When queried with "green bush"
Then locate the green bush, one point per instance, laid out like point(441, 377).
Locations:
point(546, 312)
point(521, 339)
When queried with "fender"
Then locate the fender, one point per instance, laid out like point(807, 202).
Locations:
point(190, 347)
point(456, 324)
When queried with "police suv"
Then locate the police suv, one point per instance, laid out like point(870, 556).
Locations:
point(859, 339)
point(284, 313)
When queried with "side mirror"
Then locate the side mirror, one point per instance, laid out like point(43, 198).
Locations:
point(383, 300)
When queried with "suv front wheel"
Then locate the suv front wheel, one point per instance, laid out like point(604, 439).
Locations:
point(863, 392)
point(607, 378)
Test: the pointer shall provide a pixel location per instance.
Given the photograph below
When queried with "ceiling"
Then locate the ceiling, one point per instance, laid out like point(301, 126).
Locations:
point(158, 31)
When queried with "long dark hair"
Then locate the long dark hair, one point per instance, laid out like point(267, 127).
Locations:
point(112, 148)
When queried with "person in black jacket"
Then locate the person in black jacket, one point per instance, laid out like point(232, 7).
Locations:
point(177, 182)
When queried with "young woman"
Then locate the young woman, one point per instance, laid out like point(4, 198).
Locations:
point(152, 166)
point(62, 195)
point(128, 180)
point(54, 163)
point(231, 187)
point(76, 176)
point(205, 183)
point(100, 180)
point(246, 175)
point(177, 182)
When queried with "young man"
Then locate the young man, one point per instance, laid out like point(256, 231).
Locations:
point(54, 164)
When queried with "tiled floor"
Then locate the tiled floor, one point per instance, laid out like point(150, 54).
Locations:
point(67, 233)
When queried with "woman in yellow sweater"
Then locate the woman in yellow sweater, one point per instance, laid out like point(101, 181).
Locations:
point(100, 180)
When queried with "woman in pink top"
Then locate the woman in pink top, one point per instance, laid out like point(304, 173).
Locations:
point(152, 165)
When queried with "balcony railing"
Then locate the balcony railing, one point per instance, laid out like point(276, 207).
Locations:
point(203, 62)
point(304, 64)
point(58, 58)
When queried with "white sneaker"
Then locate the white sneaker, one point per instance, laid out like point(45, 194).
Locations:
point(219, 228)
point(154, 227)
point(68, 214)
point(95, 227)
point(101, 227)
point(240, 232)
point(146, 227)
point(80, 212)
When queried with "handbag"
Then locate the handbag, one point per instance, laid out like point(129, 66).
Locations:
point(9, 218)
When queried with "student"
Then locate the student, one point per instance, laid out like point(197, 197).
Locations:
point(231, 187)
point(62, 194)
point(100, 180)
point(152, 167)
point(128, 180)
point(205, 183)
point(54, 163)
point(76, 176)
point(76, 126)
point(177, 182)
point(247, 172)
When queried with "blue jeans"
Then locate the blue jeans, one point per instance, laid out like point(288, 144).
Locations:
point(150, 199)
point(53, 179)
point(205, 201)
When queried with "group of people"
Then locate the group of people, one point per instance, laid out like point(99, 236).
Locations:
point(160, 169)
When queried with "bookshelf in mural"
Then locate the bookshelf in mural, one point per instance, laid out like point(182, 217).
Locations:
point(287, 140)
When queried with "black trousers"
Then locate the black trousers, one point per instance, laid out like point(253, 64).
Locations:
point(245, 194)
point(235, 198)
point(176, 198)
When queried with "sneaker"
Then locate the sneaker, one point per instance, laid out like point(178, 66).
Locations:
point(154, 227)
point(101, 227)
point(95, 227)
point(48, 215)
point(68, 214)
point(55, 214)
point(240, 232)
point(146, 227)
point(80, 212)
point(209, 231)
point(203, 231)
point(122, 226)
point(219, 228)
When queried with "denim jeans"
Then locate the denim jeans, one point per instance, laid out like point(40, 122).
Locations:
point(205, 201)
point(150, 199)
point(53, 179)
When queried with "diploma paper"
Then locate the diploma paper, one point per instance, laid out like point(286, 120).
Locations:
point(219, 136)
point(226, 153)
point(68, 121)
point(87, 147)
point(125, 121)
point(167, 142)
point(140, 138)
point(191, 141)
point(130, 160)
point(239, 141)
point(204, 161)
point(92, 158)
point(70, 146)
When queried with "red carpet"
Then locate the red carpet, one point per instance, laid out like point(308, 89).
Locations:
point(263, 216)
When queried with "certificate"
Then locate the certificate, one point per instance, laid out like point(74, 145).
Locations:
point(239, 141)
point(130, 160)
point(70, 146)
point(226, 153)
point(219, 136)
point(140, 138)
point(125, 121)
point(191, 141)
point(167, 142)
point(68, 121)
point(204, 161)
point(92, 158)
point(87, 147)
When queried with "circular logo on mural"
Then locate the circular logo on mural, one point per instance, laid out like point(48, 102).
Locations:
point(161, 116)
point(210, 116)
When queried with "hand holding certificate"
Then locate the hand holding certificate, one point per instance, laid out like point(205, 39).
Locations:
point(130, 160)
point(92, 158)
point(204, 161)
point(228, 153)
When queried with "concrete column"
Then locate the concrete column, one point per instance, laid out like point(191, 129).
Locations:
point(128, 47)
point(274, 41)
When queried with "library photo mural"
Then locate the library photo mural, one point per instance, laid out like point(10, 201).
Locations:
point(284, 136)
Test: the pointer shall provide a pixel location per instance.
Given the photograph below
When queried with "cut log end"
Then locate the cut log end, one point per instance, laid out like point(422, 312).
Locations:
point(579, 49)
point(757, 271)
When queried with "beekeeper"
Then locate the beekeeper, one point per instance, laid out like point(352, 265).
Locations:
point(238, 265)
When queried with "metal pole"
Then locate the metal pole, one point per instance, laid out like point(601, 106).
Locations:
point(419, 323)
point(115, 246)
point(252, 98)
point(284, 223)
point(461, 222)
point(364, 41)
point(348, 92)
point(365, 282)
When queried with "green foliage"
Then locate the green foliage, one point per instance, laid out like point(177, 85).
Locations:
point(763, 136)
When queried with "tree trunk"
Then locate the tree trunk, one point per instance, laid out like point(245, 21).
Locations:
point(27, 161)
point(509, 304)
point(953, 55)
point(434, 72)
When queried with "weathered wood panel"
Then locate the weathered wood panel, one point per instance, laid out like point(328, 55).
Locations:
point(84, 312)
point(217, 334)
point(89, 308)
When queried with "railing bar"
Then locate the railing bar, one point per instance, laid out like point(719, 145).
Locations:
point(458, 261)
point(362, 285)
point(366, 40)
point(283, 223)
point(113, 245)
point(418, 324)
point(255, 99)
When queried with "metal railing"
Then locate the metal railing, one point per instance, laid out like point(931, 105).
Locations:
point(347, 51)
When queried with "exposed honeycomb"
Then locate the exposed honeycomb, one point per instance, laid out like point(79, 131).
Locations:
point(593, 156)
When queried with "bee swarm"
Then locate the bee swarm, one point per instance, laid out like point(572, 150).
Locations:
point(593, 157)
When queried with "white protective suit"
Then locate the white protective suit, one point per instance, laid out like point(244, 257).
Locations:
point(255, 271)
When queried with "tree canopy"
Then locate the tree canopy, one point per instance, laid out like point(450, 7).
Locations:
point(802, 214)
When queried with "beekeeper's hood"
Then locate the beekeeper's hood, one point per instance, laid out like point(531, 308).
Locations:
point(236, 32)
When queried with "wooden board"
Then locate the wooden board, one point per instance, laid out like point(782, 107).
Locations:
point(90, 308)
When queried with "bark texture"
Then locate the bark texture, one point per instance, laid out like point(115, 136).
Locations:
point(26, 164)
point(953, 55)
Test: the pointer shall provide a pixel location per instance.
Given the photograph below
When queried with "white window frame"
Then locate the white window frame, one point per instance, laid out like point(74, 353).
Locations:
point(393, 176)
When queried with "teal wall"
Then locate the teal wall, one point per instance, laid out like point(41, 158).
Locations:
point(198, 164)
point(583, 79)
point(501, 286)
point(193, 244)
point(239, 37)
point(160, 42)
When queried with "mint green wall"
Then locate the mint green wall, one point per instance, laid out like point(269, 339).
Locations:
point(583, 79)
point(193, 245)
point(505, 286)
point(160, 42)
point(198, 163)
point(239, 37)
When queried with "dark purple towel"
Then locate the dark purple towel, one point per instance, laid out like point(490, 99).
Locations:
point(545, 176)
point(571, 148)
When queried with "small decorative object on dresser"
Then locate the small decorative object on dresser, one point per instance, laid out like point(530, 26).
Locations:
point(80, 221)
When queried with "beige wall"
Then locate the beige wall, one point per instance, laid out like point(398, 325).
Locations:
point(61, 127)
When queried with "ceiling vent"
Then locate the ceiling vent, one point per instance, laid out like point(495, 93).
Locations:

━━━

• Required task:
Edit the records from their first line through the line containing "point(284, 313)", inclusive, so that "fender" becomes "bumper" and nothing else changes, and give back only those lines.

• Task answer:
When queried with "green bush"
Then locate the green bush, one point per instance, laid out like point(441, 377).
Locations:
point(546, 312)
point(521, 339)
When queried with "bumper"
Then locate the bumper, one point per instance, laid out like point(807, 202).
Locations:
point(190, 347)
point(456, 324)
When queried with "police suv"
Then locate the police suv, one point per instance, laid out like point(870, 556).
Locations:
point(859, 339)
point(284, 313)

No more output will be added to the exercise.